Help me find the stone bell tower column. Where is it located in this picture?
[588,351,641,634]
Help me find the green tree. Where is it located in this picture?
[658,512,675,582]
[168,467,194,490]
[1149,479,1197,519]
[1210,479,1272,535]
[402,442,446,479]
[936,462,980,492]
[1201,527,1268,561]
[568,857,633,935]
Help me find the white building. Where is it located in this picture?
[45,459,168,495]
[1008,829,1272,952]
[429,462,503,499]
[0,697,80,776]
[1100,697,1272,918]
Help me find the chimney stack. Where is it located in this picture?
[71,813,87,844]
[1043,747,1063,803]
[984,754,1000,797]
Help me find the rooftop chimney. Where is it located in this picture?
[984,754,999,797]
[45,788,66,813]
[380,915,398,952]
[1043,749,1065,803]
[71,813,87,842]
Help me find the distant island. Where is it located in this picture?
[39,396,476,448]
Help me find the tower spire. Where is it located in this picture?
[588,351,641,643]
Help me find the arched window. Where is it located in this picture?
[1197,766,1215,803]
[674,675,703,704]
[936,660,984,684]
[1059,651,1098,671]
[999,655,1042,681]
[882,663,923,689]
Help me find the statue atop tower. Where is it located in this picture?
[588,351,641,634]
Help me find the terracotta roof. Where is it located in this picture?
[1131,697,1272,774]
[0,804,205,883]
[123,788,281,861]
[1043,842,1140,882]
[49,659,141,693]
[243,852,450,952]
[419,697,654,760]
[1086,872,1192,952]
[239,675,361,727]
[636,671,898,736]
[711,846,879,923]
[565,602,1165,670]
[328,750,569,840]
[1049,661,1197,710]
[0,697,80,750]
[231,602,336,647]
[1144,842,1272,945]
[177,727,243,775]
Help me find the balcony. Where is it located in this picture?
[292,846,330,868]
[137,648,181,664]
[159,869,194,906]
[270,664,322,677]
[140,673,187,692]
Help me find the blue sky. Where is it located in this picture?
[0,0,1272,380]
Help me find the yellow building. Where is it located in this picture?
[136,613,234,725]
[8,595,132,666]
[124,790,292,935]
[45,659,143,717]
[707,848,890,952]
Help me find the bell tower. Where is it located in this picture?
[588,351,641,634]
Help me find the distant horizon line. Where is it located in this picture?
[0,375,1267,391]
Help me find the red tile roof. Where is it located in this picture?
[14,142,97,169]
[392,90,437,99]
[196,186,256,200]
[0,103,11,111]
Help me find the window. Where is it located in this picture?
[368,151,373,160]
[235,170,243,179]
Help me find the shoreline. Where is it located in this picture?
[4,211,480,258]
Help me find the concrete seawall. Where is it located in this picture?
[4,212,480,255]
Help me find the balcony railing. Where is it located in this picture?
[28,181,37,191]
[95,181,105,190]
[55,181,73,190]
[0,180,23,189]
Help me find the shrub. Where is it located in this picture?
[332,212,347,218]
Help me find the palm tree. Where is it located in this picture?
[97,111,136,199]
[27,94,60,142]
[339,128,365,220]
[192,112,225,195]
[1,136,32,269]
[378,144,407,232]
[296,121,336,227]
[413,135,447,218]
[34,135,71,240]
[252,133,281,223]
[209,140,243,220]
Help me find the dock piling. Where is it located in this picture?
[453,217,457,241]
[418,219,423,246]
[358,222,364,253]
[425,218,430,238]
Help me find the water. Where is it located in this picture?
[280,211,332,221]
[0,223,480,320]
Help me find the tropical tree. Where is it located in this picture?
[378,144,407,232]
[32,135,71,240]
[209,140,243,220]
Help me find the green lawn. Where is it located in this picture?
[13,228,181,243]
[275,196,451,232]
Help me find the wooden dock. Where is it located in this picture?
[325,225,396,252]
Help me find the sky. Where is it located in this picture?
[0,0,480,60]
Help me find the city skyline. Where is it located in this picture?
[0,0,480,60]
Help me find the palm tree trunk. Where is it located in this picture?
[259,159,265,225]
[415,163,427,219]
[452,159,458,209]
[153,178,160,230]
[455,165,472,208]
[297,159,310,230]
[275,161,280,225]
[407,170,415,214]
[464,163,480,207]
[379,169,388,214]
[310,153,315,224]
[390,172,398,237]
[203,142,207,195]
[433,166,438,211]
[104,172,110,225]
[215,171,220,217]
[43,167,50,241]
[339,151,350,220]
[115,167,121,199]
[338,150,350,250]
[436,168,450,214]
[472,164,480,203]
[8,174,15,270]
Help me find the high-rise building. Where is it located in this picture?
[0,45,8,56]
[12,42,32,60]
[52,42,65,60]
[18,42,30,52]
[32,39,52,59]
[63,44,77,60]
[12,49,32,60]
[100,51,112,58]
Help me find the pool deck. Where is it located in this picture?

********

» **Aim**
Rewrite the rows from the line that contains "Help me find the green tree." through the line that contains "[588,351,641,643]", both included, keeping every request line unchanged. Raise each bounding-box coordinate in those rows by 113.

» **Exercise response**
Help me find the green tree. Where is it located in this picture?
[771,625,788,695]
[281,580,307,603]
[1262,592,1310,632]
[1323,592,1385,648]
[515,555,559,592]
[1049,575,1093,605]
[1314,640,1381,674]
[681,970,746,1048]
Help me find the white building. Where is it located in this picture?
[158,572,281,608]
[1121,942,1385,1065]
[542,575,616,612]
[113,810,193,889]
[1213,810,1385,1031]
Help me find the chimney stack. Where is it located in this picture?
[184,926,200,957]
[1156,860,1176,916]
[1097,867,1113,910]
Help me find the rooftop chimney. Where is it located in this picture?
[1097,867,1112,910]
[158,901,179,926]
[493,1028,511,1065]
[1156,862,1178,916]
[184,926,200,955]
Help me find the distant island. Where is it located in this picture?
[152,509,589,561]
Help me find the tower spire. Where is it located in this picture?
[701,464,754,756]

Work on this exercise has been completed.